Given instruction — Scan the records for the line containing "[locate] oven handle (one point per instance)"; extract it and all later lines, verbatim, through the end, and nothing before it.

Data to use —
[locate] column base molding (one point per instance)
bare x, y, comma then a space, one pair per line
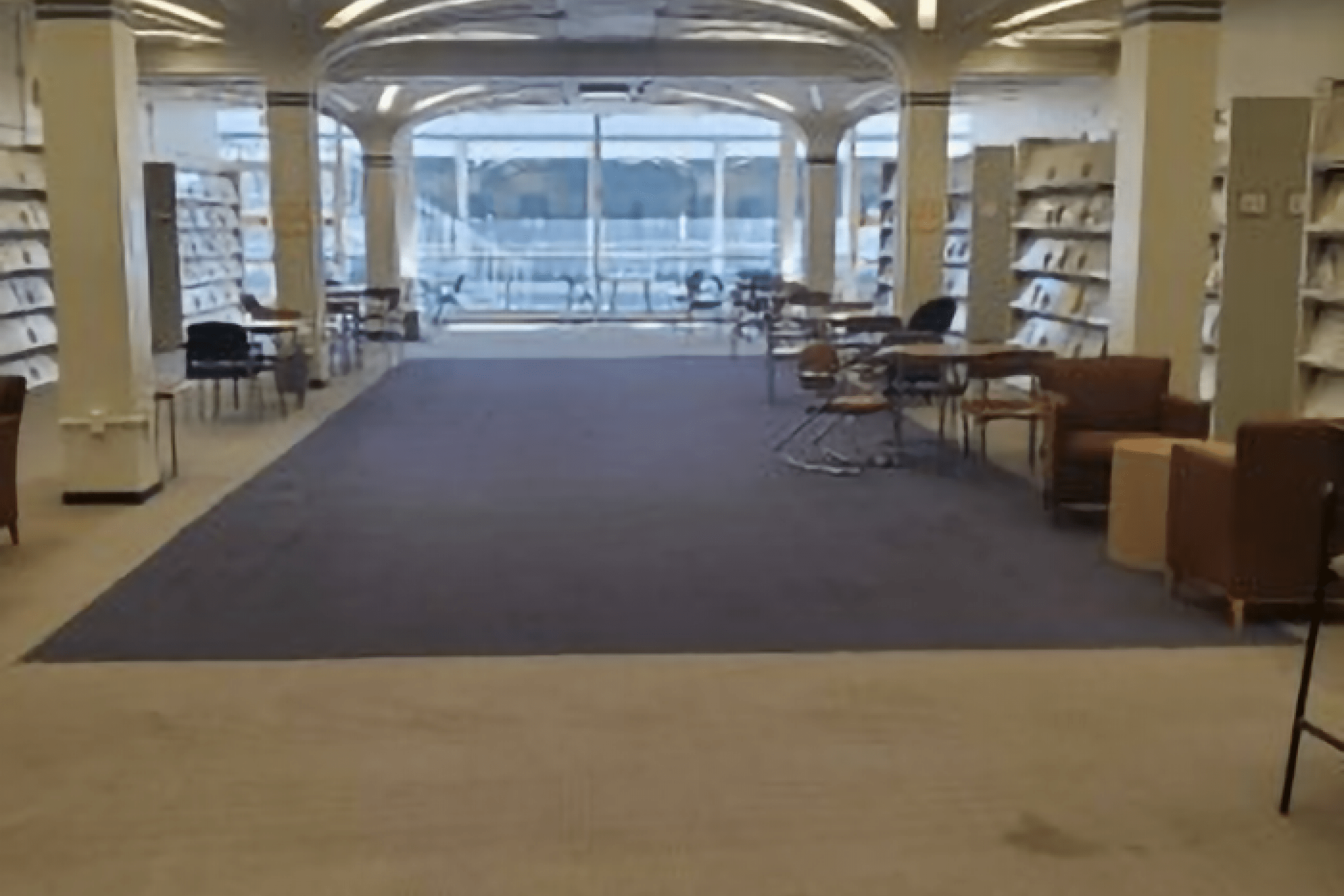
112, 499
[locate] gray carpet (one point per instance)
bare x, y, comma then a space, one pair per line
516, 508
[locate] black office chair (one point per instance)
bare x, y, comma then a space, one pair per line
218, 351
449, 296
697, 298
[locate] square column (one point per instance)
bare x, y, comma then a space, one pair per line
1164, 166
721, 200
296, 216
823, 186
382, 228
921, 197
86, 58
788, 211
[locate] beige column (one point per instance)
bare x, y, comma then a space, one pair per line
823, 190
408, 209
788, 210
296, 211
1164, 167
382, 244
86, 61
922, 193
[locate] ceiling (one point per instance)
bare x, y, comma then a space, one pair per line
803, 55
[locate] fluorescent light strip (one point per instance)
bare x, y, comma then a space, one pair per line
425, 8
1040, 12
783, 105
176, 35
803, 10
182, 12
871, 12
351, 12
385, 102
928, 14
456, 93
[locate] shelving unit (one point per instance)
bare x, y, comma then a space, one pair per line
888, 238
978, 257
1322, 340
1066, 204
195, 249
27, 301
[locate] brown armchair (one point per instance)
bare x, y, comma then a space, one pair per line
1093, 403
1252, 527
14, 390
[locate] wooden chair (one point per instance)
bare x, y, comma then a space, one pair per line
979, 412
14, 391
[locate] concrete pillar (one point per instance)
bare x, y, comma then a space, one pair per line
922, 191
464, 199
408, 204
86, 61
718, 248
823, 186
382, 223
851, 210
595, 210
296, 211
1164, 164
788, 211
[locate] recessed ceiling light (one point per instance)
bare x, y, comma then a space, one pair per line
928, 14
1040, 12
783, 105
456, 93
182, 12
176, 35
353, 11
871, 11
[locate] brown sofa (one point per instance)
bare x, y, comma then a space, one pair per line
1252, 527
14, 390
1093, 403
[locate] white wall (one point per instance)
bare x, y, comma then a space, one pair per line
1066, 110
1280, 48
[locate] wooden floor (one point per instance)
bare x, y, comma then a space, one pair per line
1109, 773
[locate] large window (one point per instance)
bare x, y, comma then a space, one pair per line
563, 211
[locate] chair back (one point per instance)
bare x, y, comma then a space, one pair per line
216, 343
935, 316
1280, 476
819, 366
1116, 394
14, 391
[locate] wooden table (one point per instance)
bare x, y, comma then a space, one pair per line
1140, 476
946, 358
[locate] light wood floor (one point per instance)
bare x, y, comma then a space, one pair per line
1107, 773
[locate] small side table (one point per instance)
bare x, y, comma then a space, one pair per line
167, 395
1140, 476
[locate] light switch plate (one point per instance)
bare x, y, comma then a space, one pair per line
1253, 204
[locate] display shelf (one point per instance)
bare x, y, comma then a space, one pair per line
886, 237
27, 325
197, 248
1322, 359
1066, 213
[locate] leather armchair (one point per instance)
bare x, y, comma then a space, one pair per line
1252, 527
14, 390
1093, 403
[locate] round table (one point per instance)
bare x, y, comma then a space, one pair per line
1139, 479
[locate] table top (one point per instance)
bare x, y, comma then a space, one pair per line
945, 352
1161, 445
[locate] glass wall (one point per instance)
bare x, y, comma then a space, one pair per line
606, 214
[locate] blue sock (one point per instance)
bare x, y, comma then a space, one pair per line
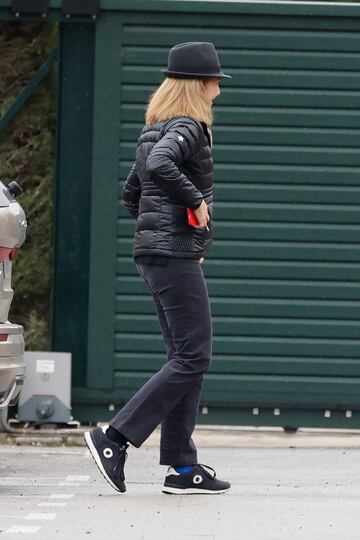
184, 469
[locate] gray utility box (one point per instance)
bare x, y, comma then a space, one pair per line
45, 397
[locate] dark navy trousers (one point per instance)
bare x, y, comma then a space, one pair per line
171, 396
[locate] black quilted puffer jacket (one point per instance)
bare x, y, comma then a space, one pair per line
173, 171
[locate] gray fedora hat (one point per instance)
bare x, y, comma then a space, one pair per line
194, 60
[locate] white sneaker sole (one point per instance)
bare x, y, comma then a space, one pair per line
97, 460
192, 491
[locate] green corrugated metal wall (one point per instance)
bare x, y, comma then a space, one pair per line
283, 272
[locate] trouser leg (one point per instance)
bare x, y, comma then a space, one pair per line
176, 444
181, 290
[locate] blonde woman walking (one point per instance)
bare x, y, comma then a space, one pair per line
171, 176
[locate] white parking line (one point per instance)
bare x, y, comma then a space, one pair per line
77, 478
58, 504
24, 530
62, 496
43, 517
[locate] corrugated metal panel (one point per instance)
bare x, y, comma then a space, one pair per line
284, 270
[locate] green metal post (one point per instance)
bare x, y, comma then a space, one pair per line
104, 202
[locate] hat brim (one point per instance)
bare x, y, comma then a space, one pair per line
182, 75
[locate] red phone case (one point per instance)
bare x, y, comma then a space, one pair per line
192, 219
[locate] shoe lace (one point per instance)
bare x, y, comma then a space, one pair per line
119, 467
206, 471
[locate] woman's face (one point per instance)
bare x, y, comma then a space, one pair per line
211, 90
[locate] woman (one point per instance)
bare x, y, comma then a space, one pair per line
171, 175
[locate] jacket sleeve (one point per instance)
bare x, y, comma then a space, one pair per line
180, 141
132, 192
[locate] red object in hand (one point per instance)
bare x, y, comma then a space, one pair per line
192, 219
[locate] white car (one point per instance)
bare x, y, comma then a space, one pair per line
12, 235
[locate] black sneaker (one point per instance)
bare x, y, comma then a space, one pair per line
108, 456
198, 480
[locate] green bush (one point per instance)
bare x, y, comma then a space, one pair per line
27, 148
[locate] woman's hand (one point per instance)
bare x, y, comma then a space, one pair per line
202, 215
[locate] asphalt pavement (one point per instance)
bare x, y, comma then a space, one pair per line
282, 489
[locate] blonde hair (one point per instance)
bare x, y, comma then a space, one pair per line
178, 97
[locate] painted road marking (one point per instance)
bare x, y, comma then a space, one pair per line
45, 517
52, 504
62, 496
77, 478
24, 530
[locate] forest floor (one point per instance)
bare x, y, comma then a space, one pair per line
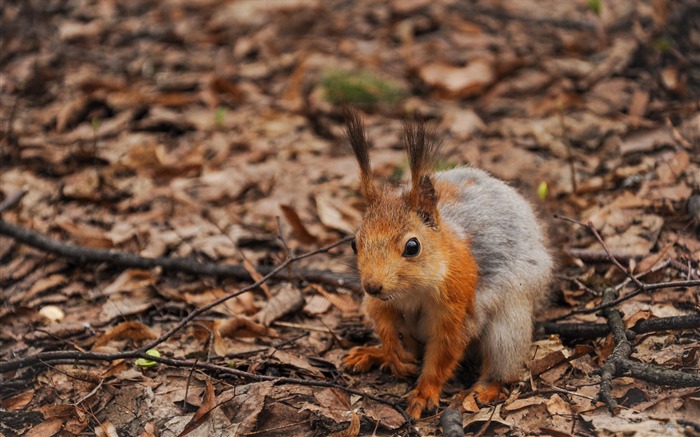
213, 130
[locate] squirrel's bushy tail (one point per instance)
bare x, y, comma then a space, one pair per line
422, 148
356, 135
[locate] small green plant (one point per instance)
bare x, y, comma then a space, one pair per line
663, 45
143, 362
396, 175
595, 6
359, 88
543, 191
219, 115
445, 165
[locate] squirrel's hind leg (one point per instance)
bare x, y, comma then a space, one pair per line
505, 345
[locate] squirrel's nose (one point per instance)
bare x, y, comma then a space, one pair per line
373, 288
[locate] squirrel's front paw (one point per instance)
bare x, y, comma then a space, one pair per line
363, 358
487, 392
400, 364
420, 400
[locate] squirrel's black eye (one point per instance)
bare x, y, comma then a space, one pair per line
412, 248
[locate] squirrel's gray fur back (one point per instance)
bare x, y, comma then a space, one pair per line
504, 237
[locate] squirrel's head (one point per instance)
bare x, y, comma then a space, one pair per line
397, 245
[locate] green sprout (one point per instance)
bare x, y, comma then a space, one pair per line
143, 362
219, 115
543, 190
595, 6
359, 88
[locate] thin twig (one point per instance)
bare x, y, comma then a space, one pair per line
12, 200
214, 368
641, 286
597, 330
618, 362
187, 265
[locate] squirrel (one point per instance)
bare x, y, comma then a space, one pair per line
457, 257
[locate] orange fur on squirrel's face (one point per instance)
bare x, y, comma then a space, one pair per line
454, 257
381, 245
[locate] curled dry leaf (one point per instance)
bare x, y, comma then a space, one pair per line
239, 326
126, 330
469, 404
383, 414
202, 413
298, 228
84, 235
459, 81
335, 215
344, 302
287, 300
106, 429
256, 277
351, 431
52, 312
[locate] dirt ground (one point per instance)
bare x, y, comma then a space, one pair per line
213, 130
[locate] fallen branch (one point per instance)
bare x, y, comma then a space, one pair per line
619, 364
451, 423
116, 258
642, 287
51, 357
178, 264
572, 331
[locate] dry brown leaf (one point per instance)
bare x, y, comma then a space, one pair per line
52, 313
47, 428
256, 277
202, 413
519, 404
287, 300
85, 235
149, 430
556, 405
317, 305
18, 402
238, 327
83, 185
126, 330
469, 404
71, 114
295, 360
549, 361
334, 216
459, 81
106, 429
344, 302
131, 280
298, 228
351, 431
44, 285
382, 413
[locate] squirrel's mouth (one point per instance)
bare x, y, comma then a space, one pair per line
387, 297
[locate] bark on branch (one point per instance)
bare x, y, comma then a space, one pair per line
619, 363
117, 258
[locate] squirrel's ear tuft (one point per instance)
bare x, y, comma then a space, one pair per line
356, 135
422, 149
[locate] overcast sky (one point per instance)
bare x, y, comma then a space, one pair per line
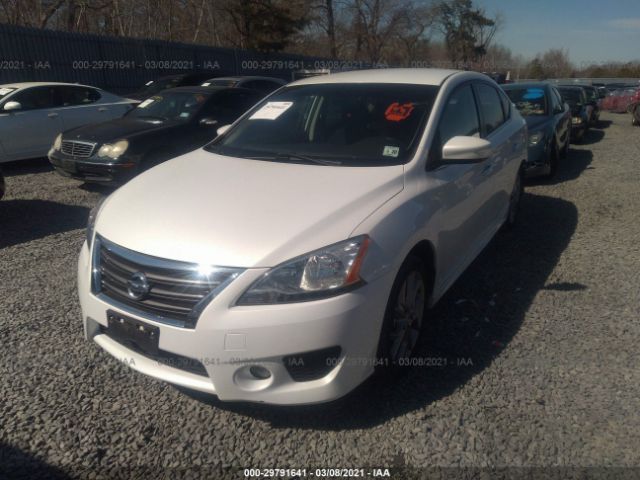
592, 30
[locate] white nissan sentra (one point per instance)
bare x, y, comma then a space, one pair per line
300, 251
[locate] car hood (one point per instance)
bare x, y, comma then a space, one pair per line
224, 211
117, 129
536, 122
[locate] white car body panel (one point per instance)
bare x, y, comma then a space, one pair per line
262, 229
207, 208
30, 133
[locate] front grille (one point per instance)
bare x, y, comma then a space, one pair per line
175, 292
77, 149
163, 357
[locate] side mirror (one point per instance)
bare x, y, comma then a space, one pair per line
222, 129
466, 149
208, 122
10, 106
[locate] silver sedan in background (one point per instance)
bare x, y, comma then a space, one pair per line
33, 114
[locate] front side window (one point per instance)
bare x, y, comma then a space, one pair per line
345, 124
490, 107
72, 96
5, 91
170, 106
459, 118
36, 98
530, 101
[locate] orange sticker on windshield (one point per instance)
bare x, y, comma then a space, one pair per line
396, 112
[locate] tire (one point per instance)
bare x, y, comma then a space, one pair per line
404, 316
554, 160
564, 153
515, 201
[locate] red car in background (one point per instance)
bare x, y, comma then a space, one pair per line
634, 107
618, 101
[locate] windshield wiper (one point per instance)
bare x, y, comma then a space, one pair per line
295, 156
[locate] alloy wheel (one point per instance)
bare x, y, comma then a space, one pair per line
408, 315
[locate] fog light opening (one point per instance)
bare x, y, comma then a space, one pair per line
259, 372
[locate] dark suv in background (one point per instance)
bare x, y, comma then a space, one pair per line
549, 124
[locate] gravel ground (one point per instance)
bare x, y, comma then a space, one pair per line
540, 338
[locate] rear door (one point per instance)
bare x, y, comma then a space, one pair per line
562, 116
462, 192
498, 181
30, 131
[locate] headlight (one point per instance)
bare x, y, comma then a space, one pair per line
57, 143
113, 150
93, 214
320, 274
536, 138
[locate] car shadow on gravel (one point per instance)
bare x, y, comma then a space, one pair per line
570, 168
23, 167
469, 328
25, 220
15, 463
592, 136
602, 124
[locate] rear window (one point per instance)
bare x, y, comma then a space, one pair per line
529, 101
5, 91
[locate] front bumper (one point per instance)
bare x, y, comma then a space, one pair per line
228, 340
94, 169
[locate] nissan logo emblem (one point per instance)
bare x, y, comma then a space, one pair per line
138, 286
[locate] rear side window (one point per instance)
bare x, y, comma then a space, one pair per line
490, 108
506, 105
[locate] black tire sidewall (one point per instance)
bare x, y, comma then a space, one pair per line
412, 263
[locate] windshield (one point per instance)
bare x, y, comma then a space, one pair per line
160, 84
176, 106
337, 124
529, 101
220, 82
592, 94
572, 97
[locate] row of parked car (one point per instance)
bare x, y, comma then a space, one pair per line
107, 138
299, 251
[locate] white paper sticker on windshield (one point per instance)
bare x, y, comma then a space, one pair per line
391, 151
146, 103
271, 111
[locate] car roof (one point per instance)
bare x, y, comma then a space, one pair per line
419, 76
201, 89
248, 77
509, 86
43, 84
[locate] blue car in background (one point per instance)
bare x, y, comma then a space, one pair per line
548, 120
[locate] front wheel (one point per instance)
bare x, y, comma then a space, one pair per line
514, 201
554, 158
405, 314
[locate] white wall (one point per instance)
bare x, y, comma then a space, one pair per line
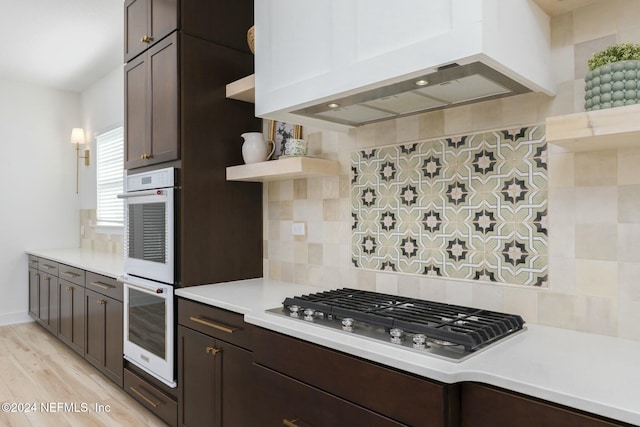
38, 200
102, 109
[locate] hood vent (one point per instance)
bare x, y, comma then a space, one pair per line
452, 85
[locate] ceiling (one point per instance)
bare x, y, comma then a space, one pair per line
61, 44
69, 44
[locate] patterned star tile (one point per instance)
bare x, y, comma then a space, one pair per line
469, 207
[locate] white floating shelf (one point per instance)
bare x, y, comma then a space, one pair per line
243, 89
273, 170
606, 129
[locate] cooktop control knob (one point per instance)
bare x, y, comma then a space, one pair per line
419, 341
396, 335
308, 314
293, 310
347, 324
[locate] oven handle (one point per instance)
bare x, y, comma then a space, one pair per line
155, 290
141, 193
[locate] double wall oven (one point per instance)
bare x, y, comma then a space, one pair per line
150, 277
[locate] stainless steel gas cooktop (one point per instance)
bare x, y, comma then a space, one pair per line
444, 330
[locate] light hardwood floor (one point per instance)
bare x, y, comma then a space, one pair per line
38, 370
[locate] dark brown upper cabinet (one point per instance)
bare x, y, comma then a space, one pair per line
147, 22
151, 105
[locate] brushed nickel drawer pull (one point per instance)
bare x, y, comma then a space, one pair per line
294, 423
102, 285
70, 274
223, 328
212, 350
145, 398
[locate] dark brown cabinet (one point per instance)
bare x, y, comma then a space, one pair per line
151, 105
104, 333
147, 22
486, 406
295, 379
215, 372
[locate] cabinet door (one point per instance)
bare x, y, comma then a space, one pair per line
48, 302
71, 317
113, 363
152, 116
137, 116
484, 406
199, 370
146, 22
285, 401
34, 293
104, 334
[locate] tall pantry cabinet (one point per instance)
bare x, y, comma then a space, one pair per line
179, 57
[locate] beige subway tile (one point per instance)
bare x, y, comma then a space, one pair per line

Exercise answer —
[locate] oven handle (one point per instance)
bare x, y, comma then a space, one pair per line
155, 290
141, 193
[locate] double wall oven (one point per instance)
bare x, y, comma then a space, one pair per line
150, 277
[locate] stainless steel gas cooktop (one point per instance)
bare x, y, comma then a space, one pair per line
444, 330
[locate] light hardwood floor (one point per instance)
bare x, y, comma then a space, one pair per line
38, 370
[locate] dark brown upper cabinet (one point per instance)
bare x, y, comma then a space, one pair per line
147, 22
151, 105
[locate] brushed nickel drawer pull (one point per instance)
bare x, y, comma then a space, one pair per line
294, 423
102, 285
70, 274
223, 328
212, 350
145, 398
[locate] dark brown cabinet (one point per instance)
bare x, y, comma then a space, one pair per line
151, 105
104, 333
147, 22
486, 406
295, 379
215, 372
[locate] cabinet door (one point per instance)
bare x, y, comma then a space, one pair per line
48, 302
71, 317
113, 363
152, 116
137, 116
484, 406
199, 370
146, 22
285, 401
34, 293
104, 334
[locate] tall pantry cabinet (one point per instance)
bare x, y, comma then a space, one pair per line
179, 57
[locate] beige subway tile (one point per instance)
bare x, y, comma then a space, one pair per line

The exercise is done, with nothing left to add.